Selected text
------------------------
Nov 27, 2019 Newsdesk Japan, Latest News, Top of the deck  
Not all the announced suitors for a Japanese casino gaming licence are addressing effectively the public policy needs of their would-be hosts.
So said industry consultant Niall Murray (pictured), a former senior executive in the Macau and Las Vegas, Nevada, gaming markets, citing conversations with interested elements within Japan.
He was speaking to GGRAsia on the sidelines of a breakfast briefing in Macau on Wednesday hosted by the France Macau Chamber of Commerce.
He was referring to those Japanese cities and prefectures that have already expressed interest in applying to that nation’s central government for the right to host a large-scale casino complex – known there as an integrated resort or “IR” – and must find private-sector partners to work with them.
Mr Murray, who chairs gaming and hospitality consultancy Murray International Group, told us: ““Each of the governments has set a very clear request-for-information, request-for-concept process and what they are looking for from the proposals.”
But he added, referring to would-be operating partners: “They are not addressing those questions properly in some cases – so they are emphasising their strengths but they are not giving the Japanese government exactly what they had asked to give them in regards to the type of facilities, the Japanese elements, the cultural elements, etc.”
The consultant noted: “They need to go back and really investigate a bit more, and develop it better.”
Creating a Japan integrated resort industry was not about “liberalising” casino business, but about using Japan’s strengths to create a competent meetings incentives, conferences and exhibitions (MICE) business, said a senior official of the country’s governing Liberal Democratic Party at a conference in Tokyo last year.
In March this year, Japan’s national government formally approved previously-flagged requirements that the coming casino venues should provide hotels far larger than currently exist in that country.
Resort plans would need to include provision for an aggregate of at least 100,000 square metres (1.08 million sq feet) of hotel accommodation at each IR complex.
The same cabinet meeting also mentioned that each IR should function as a representation of Japanese culture and as a Japan-wide attraction; and that each should act as a gateway for other forms of tourism in each resort’s hinterland.
Mr Murray told us on the sidelines of his talk – “Japan – the land of the rising integrated resorts” – that some of the suitor operators had “given their opinion on what they think the Japanese government wants: in some cases they are correct; and in other cases they are not…”
He added: “It is not specific to one company, and it is not specific to one particular area,” of business activity.
Industry-government talks
The consultant had mentioned during his briefing to members of the French chamber that some casino operators had received “strong comments” from Japanese local governments regarding their respective IR business proposals.
But Mr Murray said there was still time to address any mismatch – between what the industry was saying it could offer and the expectations of Japanese host governments – via a “consultation process going on now”.
Japan’s national government might not start accepting for consideration local authorities’ plans for integrated resorts until January 4, 2021.That is according to a proposal revealed earlier this month by the Ministry of Land, Infrastructure, Transport and Tourism.
Mr Murray also told us on the event sidelines that a Japan casino market would not be a direct competitor for Macau.
“They [the Japanese] are not setting out to compete with Macau. They are very specifically following a Singapore model, which is only 3 percent of the footprint,” Mr Murray remarked to us. He was referring first to Singapore’s regulatory framework for its casino duopoly, and second to Japan’s stipulation that 3 percent of gross floor area of a Japan IR could be for casino use.
“What they are looking for is a fully-integrated resort that offers a very, very interesting tourism attraction with lots of elements that are going to be predominantly non-gaming attractions. That’s what they are going for first. They are not casino-first, which is what Macau has been to a large extent,” Mr Murray told us.
Japan will allow a maximum of three resorts in a first phase of liberalisation, with venues in likelihood dispersed across the whole country, not concentrated like in Macau or Las Vegas.
------------------------
Entries supplied

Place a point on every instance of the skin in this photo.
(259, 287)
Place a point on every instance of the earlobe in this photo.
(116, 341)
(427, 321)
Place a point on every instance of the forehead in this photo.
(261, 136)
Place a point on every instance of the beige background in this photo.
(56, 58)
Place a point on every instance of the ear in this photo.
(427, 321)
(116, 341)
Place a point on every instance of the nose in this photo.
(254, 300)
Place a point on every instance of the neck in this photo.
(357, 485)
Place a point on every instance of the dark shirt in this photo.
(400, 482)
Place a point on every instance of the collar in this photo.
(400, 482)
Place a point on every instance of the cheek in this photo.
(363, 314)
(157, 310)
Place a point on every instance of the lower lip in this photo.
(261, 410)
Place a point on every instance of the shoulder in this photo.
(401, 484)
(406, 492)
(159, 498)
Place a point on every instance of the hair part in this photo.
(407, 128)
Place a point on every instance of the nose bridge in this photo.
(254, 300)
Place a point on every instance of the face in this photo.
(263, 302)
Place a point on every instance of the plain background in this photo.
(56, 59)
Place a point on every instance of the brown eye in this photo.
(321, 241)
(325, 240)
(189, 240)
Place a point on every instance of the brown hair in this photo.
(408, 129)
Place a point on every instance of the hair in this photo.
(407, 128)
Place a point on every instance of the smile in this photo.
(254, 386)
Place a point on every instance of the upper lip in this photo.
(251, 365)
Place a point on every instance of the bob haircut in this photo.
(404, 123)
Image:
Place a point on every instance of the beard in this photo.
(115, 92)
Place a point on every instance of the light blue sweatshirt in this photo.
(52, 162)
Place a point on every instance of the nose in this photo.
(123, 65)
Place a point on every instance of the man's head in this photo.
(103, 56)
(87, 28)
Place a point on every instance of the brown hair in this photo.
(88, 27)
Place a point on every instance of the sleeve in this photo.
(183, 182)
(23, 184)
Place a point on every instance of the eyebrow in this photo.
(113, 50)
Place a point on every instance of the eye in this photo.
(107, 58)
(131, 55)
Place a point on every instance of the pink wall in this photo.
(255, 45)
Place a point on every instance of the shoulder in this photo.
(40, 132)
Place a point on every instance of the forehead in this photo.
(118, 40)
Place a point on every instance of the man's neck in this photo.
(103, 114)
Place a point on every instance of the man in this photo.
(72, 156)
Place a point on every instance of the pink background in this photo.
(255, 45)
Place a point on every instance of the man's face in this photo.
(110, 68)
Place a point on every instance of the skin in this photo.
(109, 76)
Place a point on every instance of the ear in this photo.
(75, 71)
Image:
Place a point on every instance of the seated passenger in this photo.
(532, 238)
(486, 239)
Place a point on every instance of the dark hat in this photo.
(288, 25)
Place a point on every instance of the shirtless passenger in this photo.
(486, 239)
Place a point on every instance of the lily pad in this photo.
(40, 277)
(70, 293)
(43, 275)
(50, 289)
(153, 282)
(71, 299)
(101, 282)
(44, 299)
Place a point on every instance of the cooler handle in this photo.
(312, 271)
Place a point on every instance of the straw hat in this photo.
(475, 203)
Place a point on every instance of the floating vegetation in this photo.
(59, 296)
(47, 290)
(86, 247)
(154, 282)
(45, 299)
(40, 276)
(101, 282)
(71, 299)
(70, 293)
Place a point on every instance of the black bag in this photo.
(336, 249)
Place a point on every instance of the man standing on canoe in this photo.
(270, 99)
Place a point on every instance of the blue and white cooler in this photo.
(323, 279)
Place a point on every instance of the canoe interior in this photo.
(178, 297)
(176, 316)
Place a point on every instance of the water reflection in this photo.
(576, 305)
------------------------
Problem 1
Using the article on Japan's casino licensing above, say whether each statement agrees with it: (a) Mr Murray said the shortcomings he described were specific to one company; (b) each IR complex must include at least 100,000 square metres of hotel accommodation; (c) Japan will allow at most five resorts in the first phase. For each, answer yes or no and quote the deciding words.
Problem 2
Name every organization mentioned in the article on Japan's casino licensing.

Answer 1
(a) No: "It is not specific to one company, and it is not specific to one particular area,"
(b) Yes: "an aggregate of at least 100,000 square metres (1.08 million sq feet) of hotel accommodation at each IR complex"
(c) No: "Japan will allow a maximum of three resorts in a first phase of liberalisation"

Answer 2
GGRAsia
France Macau Chamber of Commerce
Murray International Group
Liberal Democratic Party
Ministry of Land, Infrastructure, Transport and Tourism